** Task details **
Copy out the entries in full and with complete accuracy; pictures are excluded.

** Records shown **
════════════════════
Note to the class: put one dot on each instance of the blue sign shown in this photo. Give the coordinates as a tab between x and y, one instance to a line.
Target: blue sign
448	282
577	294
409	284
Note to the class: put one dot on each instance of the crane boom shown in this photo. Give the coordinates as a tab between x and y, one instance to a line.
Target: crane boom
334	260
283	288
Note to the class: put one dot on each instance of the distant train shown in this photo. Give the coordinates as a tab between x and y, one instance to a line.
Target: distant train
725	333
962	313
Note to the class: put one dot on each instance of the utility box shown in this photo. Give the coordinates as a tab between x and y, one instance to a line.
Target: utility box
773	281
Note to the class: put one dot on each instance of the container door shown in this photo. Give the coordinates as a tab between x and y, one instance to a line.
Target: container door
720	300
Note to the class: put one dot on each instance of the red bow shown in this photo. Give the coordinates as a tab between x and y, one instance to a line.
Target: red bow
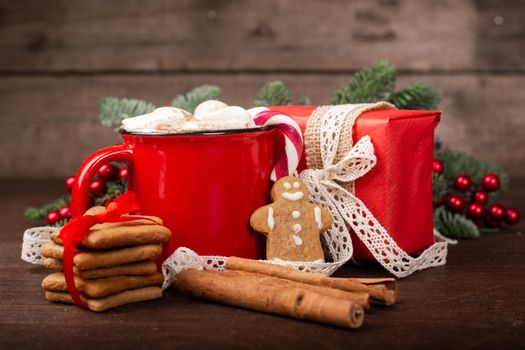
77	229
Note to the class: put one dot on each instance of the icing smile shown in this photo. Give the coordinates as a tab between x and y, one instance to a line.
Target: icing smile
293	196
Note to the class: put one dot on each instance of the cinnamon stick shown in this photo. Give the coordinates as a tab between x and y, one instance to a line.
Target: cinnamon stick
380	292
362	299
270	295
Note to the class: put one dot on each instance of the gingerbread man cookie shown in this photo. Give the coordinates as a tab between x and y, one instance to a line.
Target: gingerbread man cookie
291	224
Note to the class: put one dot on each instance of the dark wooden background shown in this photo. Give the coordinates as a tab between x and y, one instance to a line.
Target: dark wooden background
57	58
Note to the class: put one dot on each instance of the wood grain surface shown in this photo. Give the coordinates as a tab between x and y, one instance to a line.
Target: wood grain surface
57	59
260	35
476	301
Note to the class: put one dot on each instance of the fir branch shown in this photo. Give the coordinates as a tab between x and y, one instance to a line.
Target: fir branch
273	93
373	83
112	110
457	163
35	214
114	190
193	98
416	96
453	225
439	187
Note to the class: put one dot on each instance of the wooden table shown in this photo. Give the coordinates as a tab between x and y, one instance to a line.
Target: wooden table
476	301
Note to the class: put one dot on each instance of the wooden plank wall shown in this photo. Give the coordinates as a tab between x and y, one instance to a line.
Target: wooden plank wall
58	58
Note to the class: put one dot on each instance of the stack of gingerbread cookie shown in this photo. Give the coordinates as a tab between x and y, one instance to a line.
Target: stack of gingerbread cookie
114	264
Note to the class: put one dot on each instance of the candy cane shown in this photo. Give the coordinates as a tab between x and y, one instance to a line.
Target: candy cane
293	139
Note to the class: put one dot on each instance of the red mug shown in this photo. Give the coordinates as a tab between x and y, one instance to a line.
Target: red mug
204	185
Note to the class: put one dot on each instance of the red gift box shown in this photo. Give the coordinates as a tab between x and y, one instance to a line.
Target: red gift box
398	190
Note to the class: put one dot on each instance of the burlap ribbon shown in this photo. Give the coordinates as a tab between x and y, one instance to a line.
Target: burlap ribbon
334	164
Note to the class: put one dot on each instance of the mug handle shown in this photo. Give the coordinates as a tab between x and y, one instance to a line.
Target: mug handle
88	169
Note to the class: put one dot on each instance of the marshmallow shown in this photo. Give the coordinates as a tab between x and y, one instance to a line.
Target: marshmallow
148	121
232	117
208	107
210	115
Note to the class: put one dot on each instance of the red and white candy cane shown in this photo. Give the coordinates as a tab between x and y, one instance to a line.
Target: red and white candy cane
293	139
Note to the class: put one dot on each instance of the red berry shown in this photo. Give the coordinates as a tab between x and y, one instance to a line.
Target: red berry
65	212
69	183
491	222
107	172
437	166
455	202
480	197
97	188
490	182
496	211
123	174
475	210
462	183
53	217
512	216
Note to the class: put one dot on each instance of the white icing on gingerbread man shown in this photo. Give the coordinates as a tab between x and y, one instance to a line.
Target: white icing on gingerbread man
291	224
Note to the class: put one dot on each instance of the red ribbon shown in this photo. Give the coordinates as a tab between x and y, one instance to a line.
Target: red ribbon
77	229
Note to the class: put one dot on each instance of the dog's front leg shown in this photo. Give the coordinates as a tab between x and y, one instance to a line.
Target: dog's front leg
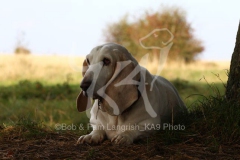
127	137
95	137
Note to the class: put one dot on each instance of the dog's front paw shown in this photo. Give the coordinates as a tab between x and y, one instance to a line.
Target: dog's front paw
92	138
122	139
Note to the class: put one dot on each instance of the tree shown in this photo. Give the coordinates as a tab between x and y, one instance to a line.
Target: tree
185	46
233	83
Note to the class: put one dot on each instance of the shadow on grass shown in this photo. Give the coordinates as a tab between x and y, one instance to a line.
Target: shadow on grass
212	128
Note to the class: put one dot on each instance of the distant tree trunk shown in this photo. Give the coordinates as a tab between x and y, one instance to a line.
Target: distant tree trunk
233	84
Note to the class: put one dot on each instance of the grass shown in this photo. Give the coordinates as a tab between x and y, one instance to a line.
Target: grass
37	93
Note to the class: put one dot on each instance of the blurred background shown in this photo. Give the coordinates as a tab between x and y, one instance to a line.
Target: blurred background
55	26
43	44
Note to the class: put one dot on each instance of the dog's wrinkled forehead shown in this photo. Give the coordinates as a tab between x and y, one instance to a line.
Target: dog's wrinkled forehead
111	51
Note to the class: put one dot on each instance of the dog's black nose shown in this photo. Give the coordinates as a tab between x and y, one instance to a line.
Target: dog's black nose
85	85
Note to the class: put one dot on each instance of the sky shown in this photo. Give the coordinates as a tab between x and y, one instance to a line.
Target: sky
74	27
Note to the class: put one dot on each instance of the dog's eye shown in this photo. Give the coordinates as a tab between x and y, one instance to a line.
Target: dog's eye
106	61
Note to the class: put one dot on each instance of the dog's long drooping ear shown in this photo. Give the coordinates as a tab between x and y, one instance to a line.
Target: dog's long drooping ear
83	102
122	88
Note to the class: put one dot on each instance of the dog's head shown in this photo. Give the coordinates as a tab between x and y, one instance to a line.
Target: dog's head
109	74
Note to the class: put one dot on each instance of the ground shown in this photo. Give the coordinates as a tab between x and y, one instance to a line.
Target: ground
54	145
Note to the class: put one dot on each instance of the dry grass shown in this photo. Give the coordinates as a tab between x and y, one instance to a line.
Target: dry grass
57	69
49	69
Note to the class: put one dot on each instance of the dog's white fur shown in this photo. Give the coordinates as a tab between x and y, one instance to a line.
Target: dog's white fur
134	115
════════════════════
** Solution to this exercise **
Note to the class: put one dot on each instance of the blue sign shown in this photo. Give the coordinates as a tab between x and y, one instance to a line.
Target: blue sign
448	282
577	294
409	284
Note to the class: put one dot on each instance of the crane boom shown in this photo. Give the coordinates as a tab between x and y, one instance to a line.
Target: crane boom
334	260
283	288
Note to the class: put one dot on each instance of the distant train shown in this photo. Give the coordinates as a tab between x and y, one instance to a line.
Target: distant train
725	333
962	313
Note to the class: put one dot on each instance of the utility box shown in this photo. Give the coordinates as a tab between x and y, one instance to a line.
Target: utility box
773	281
Note to the class: put one dot on each instance of the container door shown in this photo. Give the coordinates as a tab between x and y, one instance to a line.
Target: container door
720	300
Note to the class: put one dot on each instance of the red bow shown in this photo. Give the coordinates as a tab between x and y, one instance to a line.
Target: red bow
77	229
Note to the class: put one dot on each instance of the icing smile shown in this photo. Give the coordinates as a tab between x and y, one instance to a line.
Target: icing smile
293	196
Note to the class: put one dot on each instance of the cinnamon stick shown in this photo. Give the coordinates as a tab between x and y, one instance to a line.
Target: cinnamon stick
380	292
362	299
270	295
Note to the class: put one dot on each instance of the gingerbread man cookie shown in this photo. Give the coordinates as a tab between x and y, one instance to a line.
Target: gingerbread man cookie
291	224
Note to the class: put one dot on each instance of the dark wooden background shown in this photo. Give the coordinates as a tab between x and y, one instance to a line.
Target: dark wooden background
57	58
Note to the class: put one dot on each instance of the wood grain surface shown in this photo. Give the coordinates as a tab between x and y, one instance to a line.
Target: wood grain surface
57	59
260	35
476	301
Note to the class: put one dot on each instance of the fir branch shown in this photo. Give the coordinates as a tab between x and y, one instance to a line.
Target: fir branch
273	93
373	83
112	110
457	163
35	214
114	190
193	98
416	96
453	225
439	187
Note to the class: put one dot on each instance of the wooden table shown in this photo. Give the coordinates as a tab between x and y, one instance to a line.
Target: wooden table
476	301
Note to the class: put one dot on each instance of the wooden plank wall shown in this photo. Give the coordinates as a tab between x and y, one instance to a line.
Target: wooden plank wall
58	58
Note to the class: put one dot on each instance of the stack of gingerbread cookie shown in this photo. Give the coordinates as a tab between x and y, one instance to a line.
Target: stack of gingerbread cookie
114	264
Note to the class: put one dot on each instance of the candy cane shown in this photo. Give the coordinates as a tab between x and y, one instance to a line.
Target: candy cane
293	139
Note to the class: put one dot on each instance of the red mug shown in this photo. Give the coordinates as a tab between x and y, one instance to a line.
Target: red mug
204	185
Note to the class: put one dot on each instance of the red gift box shown in this photo. Give the coordinates as a tab between x and y, one instance to a line.
Target: red gift box
398	190
Note to the class: put one dot on each instance of the burlap ribbon shown in this photo. Give the coordinates as a tab between x and y, one instance to a line.
Target: burlap ribbon
334	164
Note to the class: put one dot on each instance of the mug handle shown in this photo. Give the coordinates as a tab between x and y, one instance to a line.
Target: mug handle
88	169
Note to the class: put one dot on each instance of the marshmallow shown in this photo. Give the coordinates as a tab between x and y, one instance to a line.
Target: marshmallow
148	121
232	117
208	107
210	115
Note to the class: put one dot on each instance of the red and white candy cane shown in this photo. Give the coordinates as a tab between x and y, one instance to a line.
Target: red and white candy cane
293	139
Note to the class: put one dot on each instance of the red berry shown in this photo. Give the coordinates as a tab between x and y, one instance to a line.
Target: red berry
65	212
69	183
491	222
107	172
437	166
455	202
480	197
97	188
490	182
496	211
123	174
475	210
462	183
53	217
512	216
Note to the class: put one dot on each instance of the white icing on gingerbread man shown in this photo. Give the coordinates as a tab between x and y, one instance to a line.
Target: white icing on gingerbread man
291	224
Note to the class: put one dot on each instance of the red ribbon shown in this photo. Give the coordinates as a tab between x and y, one instance to a line.
Target: red ribbon
77	229
Note to the class: put one dot on each instance of the dog's front leg shown in this photo. Give the coordinates as a tab between x and y, one instance to a line.
Target: dog's front leg
127	137
95	137
Note to the class: put one dot on each instance of the dog's front paw shown in this photo. Give the coordinates as a tab between x and y, one instance to a line.
Target: dog's front paw
92	138
122	139
Note to the class: put one dot on each instance of the tree shown in this photo. Give the coordinates as a tab between x and y, one instance to a line.
Target: tree
185	46
233	83
Note to the class: put one dot on each instance of the shadow on grass shown in this photo. Give the coordinates as a tab between x and y, one instance to a line.
Target: shadow on grass
212	128
Note to the class: put one dot on each instance of the distant tree trunk shown in this photo. Give the coordinates as a tab between x and y, one instance to a line.
Target: distant tree trunk
233	84
Note to the class: put one dot on each instance of the grass shown in this photo. Give the coordinates as a tab between x and y, one instance to a line.
Target: grass
37	93
Note to the class: put one dot on each instance of the blurred background shown in this photo. Give the coordinates as a tab between x and y, one instance to a line.
Target: blurred background
55	26
43	44
Note to the class: put one dot on each instance of the dog's wrinkled forehead shown in this photo. Give the coordinates as a tab between x and y, one instance to a line.
Target: dog's wrinkled forehead
111	51
Note to the class: put one dot on each instance of the dog's black nose shown in this photo. Give the coordinates as a tab between x and y, one instance to a line.
Target: dog's black nose
85	85
Note to the class: put one dot on each instance of the sky shown in this photo. Give the coordinates as a tab between x and y, one instance to a line.
Target: sky
74	27
Note to the class: put one dot on each instance of the dog's eye shown in this photo. Give the coordinates as a tab between x and y, one instance to a line.
Target: dog's eye
106	61
Note to the class: put one dot on each instance of the dog's long drooping ear shown in this photo. Give the coordinates as a tab between x and y, one instance to a line.
Target: dog's long drooping ear
83	102
122	88
Note to the class: put one dot on each instance of the dog's head shown in this photo. Give the coordinates as a tab between x and y, one instance to a line.
Target: dog's head
109	74
Note to the class: put one dot on each instance of the ground shown in this photo. Give the coordinates as a tab between x and y, one instance to a line.
Target: ground
54	145
Note to the class: put one dot on each instance of the dry grass shown in this photo. Give the coordinates as a tab between x and y, one instance to a line.
Target: dry grass
57	69
49	69
Note to the class: put one dot on each instance of the dog's white fur shown in this photo. Give the coordinates as a tab between x and y, one instance to a line.
Target: dog's white fur
134	115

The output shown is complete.